§ **Data in this exercise**:

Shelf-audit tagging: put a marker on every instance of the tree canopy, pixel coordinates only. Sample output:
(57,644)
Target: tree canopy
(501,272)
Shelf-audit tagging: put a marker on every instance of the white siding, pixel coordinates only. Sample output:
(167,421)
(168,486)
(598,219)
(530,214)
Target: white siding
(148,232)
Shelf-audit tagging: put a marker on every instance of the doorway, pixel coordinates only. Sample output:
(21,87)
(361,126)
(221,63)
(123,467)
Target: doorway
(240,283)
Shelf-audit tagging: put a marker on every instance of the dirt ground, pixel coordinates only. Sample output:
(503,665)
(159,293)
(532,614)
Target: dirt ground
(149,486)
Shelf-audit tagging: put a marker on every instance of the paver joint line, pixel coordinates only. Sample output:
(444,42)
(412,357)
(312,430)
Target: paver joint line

§ **Problem**:
Output every line of the rows above as a Markdown table with the columns No. and Line, numbering the lines in order and skipping any blank ones.

§ **Written reply**:
| No. | Line |
|---|---|
| 1 | Shelf-audit tagging: put a marker on every instance of the tree canopy, pixel coordinates only. Sample output: |
| 2 | (57,644) |
| 3 | Target: tree canopy |
| 4 | (501,272) |
| 5 | Shelf-audit tagging: put a marker on every instance of the white siding, pixel coordinates only. Sample output: |
| 6 | (167,421) |
| 7 | (168,486) |
| 8 | (598,219) |
| 9 | (530,214) |
| 10 | Target: white siding |
| 11 | (148,232) |
| 12 | Shelf-audit tagging: put a marker on every instance of the doorway, pixel coordinates only. Sample output: |
| 13 | (21,87) |
| 14 | (361,126) |
| 15 | (221,63) |
| 16 | (123,467) |
| 17 | Target: doorway |
| 18 | (240,283) |
| 19 | Shelf-audit tagging: put a marker on every instance of the dirt ground, pixel coordinates only. Sample output: |
| 20 | (503,665) |
| 21 | (159,293) |
| 22 | (532,614) |
| 23 | Target: dirt ground |
| 24 | (149,486) |
| 25 | Shelf-audit tagging: put a marker on every instance of the paver joint line, pixel coordinates only. Sample output: |
| 26 | (444,42) |
| 27 | (412,357) |
| 28 | (312,430) |
| 29 | Target: paver joint line |